AUFGABENLISTE:
1. Schreibe den Textausschnitt von „Allein in Baden-Württemberg“ bis einschließlich „Investoren durchlaufen haben.“ neu und setze dabei „Golfplätze“ an die Stelle von „Golfanlagen“.
2. Zähle alle Golfanlagen auf, die der Textausschnitt als Beispiele für eine hohe Biodiversität nennt.

Allein in Baden-Württemberg habe ich 35 Projekte, vorwiegend in ausgeräumten Ackerlandschaften, geplant und davon 22 realisiert. Besonders schöne Beispiele für eine hohe Biodiversität sind die Golfanlagen Öschberg­hof, die Obere Alp bei Stühlingen, die Domäne Niederreutin bei Bondorf/Herrenberg oder auch die Erweiterung und das Redesign der Anlage Mannheim-Viernheim, deren Genehmigungsverfahren immerhin 15 Jahre dauerte! Die weitaus meisten dieser Anlagen weisen den größten ökologischen Qualitätssprung vom ausgeräumten Ackerland zu hochdiversen Landschaftsinszenierungen auf.

 

Kaum jemand, der heute in vermeintlich „ursprünglicher Natur“ Golf spielt, kann sich vorstellen, was für aufwändige Verfahren Planer, Clubs und Investoren durchlaufen haben.

? Demzufolge stimmen Sie der sinngemäßen Aussage von Dr. Andre Baumann, Staatssekretär des Umweltministeriums Baden-Württemberg, auf der DGV-Jahrespressekonferenz zu: „Die deutschen Golfanlagen stellen nicht das Problem dar, sie sind Teil der Lösung!“

 

! Absolut. Besonders das DGV-Qualtitätsmanagement-Programm Golf&Natur zielt darauf ab und ist für die teilnehmenden Anlagen ein außerordentlicher Vorteil, vornehmlich durch die Werbewirksamkeit nach innen und außen. Dazu kommt der enorme Imagegewinn, der nach meinen Erfahrungen allen bisher zertifizierten Anlagen nicht nur einen erheblichen Attraktivitätsgewinn, sondern auch zusätzliche Mitglieder gebracht hat. Immerhin 18 von uns geplante Anlagen haben mittlerweile erfolgreich eine Zertifizierung durchlaufen und bisher wurden sieben „unserer“ Anlagen Umwelt-Preise verliehen.

ANGEZEIGTE DATEN:
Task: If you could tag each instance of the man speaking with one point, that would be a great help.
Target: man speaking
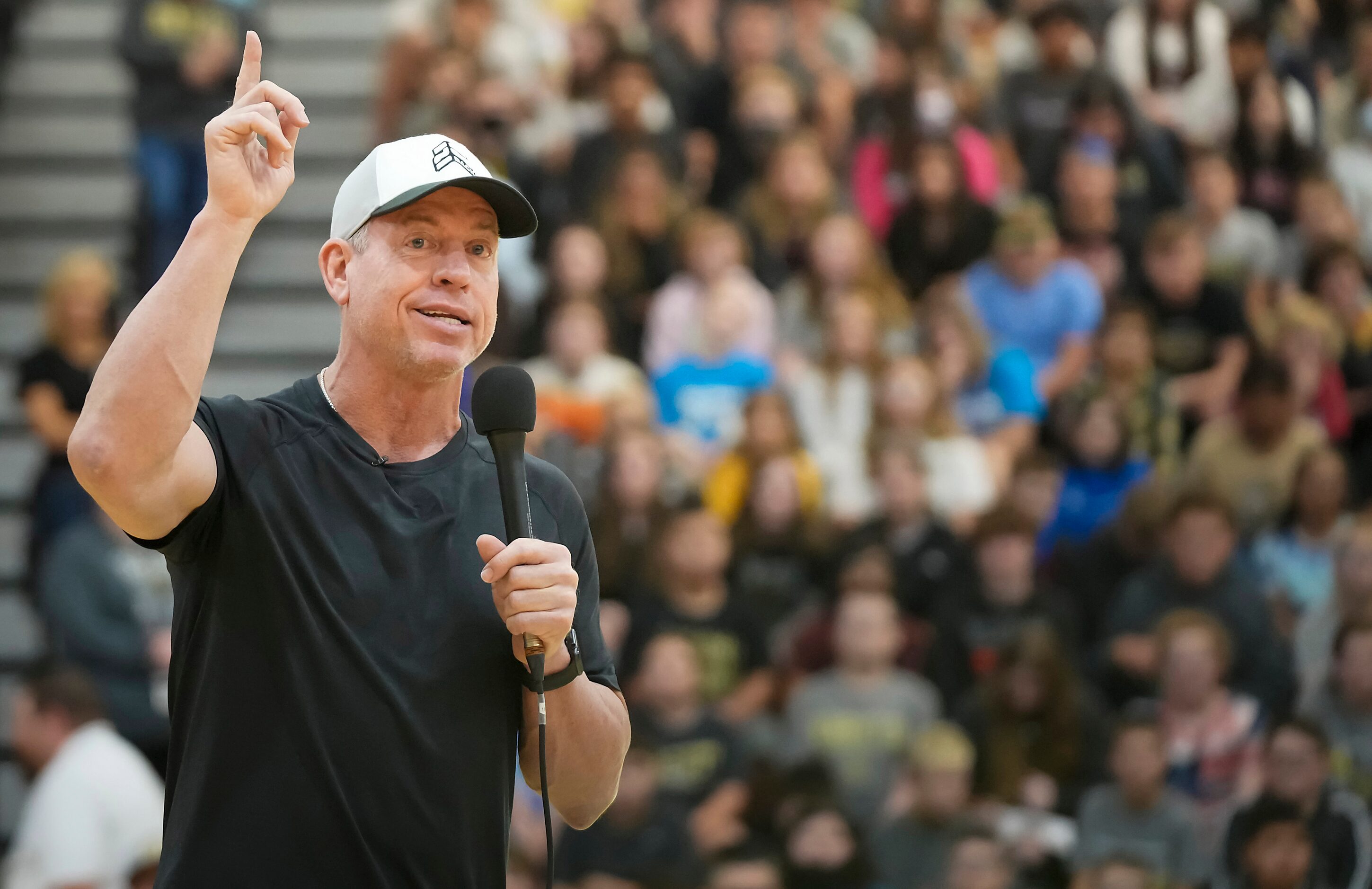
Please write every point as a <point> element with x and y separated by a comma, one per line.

LÖSUNGEN:
1.
Allein in Baden-Württemberg habe ich 35 Projekte, vorwiegend in ausgeräumten Ackerlandschaften, geplant und davon 22 realisiert. Besonders schöne Beispiele für eine hohe Biodiversität sind die Golfplätze Öschberg­hof, die Obere Alp bei Stühlingen, die Domäne Niederreutin bei Bondorf/Herrenberg oder auch die Erweiterung und das Redesign der Anlage Mannheim-Viernheim, deren Genehmigungsverfahren immerhin 15 Jahre dauerte! Die weitaus meisten dieser Anlagen weisen den größten ökologischen Qualitätssprung vom ausgeräumten Ackerland zu hochdiversen Landschaftsinszenierungen auf.

 

Kaum jemand, der heute in vermeintlich „ursprünglicher Natur“ Golf spielt, kann sich vorstellen, was für aufwändige Verfahren Planer, Clubs und Investoren durchlaufen haben.

2. Öschberghof, Obere Alp bei Stühlingen, Domäne Niederreutin bei Bondorf/Herrenberg, Mannheim-Viernheim